Ridge Regression Prediction - Platform For AI - Alibaba Cloud Documentation Center

The Ridge Regression Prediction component supports sparse and dense data. You can use this component to estimate values of numeric variables, such as housing prices, sales volumes, and temperatures. This topic describes how to configure the Ridge Regression Prediction component.

Limits

The supported computing engines are MaxCompute, Apache Flink or DLC.

How Tikhonov regularization works

Tikhonov regularization is a biased estimation regression method dedicated to the analysis of collinearity data. It is essentially an improved least squares method. By giving up the unbiasedness of the least squares method, Tikhonov regularization is more realistic and reliable to obtain regression coefficients and fits better with ill-conditioned data than the least squares method. However, Tikhonov regularization also causes partial information loss and reduced accuracy.
==============================
[Work required]
Answer these questions using the ridge regression page above:
(a) What two kinds of data does the Ridge Regression Prediction component support?
(b) Which computing engines are listed as supported?
(c) What property of the least squares method does Tikhonov regularization give up?

[Source excerpt]
==============================
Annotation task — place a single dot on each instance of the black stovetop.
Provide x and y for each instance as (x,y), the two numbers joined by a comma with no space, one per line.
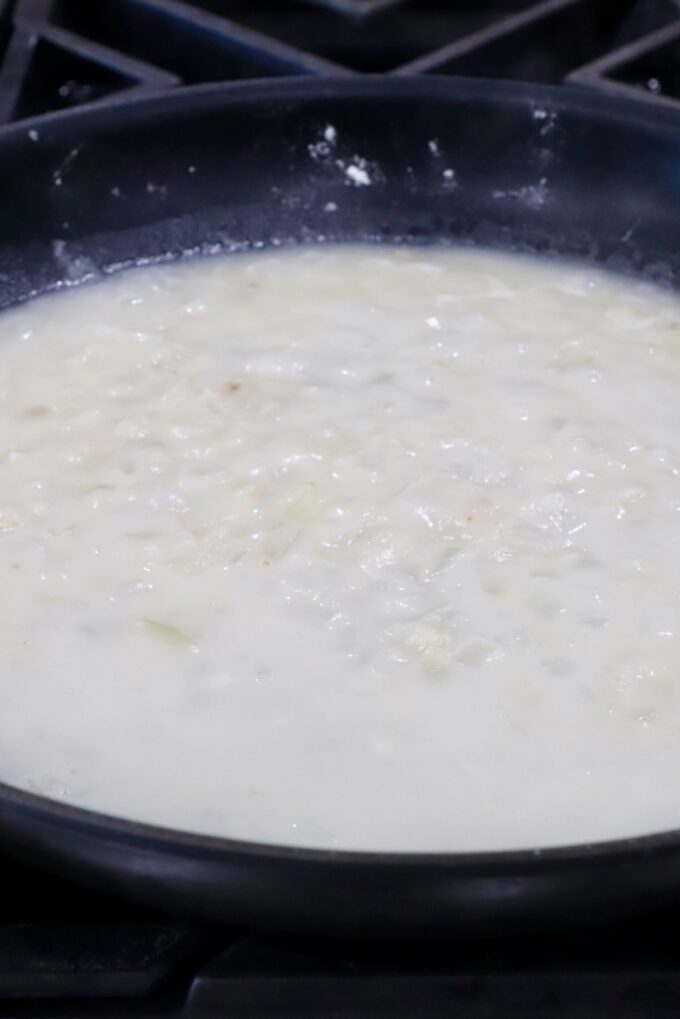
==============================
[Task output]
(a) Sparse and dense data.
(b) MaxCompute, Apache Flink, or DLC.
(c) Its unbiasedness.